Records for processing.
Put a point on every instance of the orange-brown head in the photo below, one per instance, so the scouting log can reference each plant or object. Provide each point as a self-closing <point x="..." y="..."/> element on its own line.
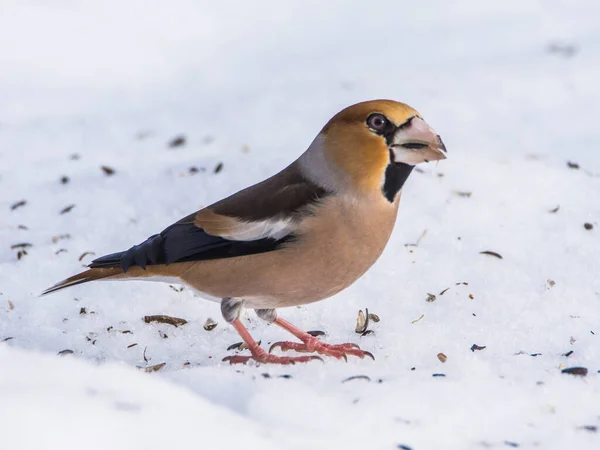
<point x="371" y="146"/>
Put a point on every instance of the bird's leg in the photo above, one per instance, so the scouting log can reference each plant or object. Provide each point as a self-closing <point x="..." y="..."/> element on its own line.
<point x="309" y="343"/>
<point x="231" y="310"/>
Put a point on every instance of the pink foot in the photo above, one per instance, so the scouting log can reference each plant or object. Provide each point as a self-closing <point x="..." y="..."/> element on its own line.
<point x="312" y="344"/>
<point x="262" y="357"/>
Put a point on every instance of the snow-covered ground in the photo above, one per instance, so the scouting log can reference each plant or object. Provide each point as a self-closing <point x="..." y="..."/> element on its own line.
<point x="512" y="87"/>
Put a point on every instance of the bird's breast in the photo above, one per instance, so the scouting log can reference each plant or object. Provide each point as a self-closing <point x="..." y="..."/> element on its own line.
<point x="332" y="248"/>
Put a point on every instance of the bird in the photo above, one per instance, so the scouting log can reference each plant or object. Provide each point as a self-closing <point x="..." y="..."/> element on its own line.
<point x="298" y="237"/>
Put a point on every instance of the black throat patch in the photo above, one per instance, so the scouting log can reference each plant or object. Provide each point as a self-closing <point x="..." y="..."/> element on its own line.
<point x="396" y="175"/>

The problem. Copy out, word for word, the lines from the one containing "Put a point on every instance of the black" through the end of the entries.

Final result.
Put a point on every instance of the black throat patch in the photo above, one per instance, so the scouting log can reference each plant or object. Provide each point as a self-closing <point x="..." y="..."/> element on its own line.
<point x="396" y="175"/>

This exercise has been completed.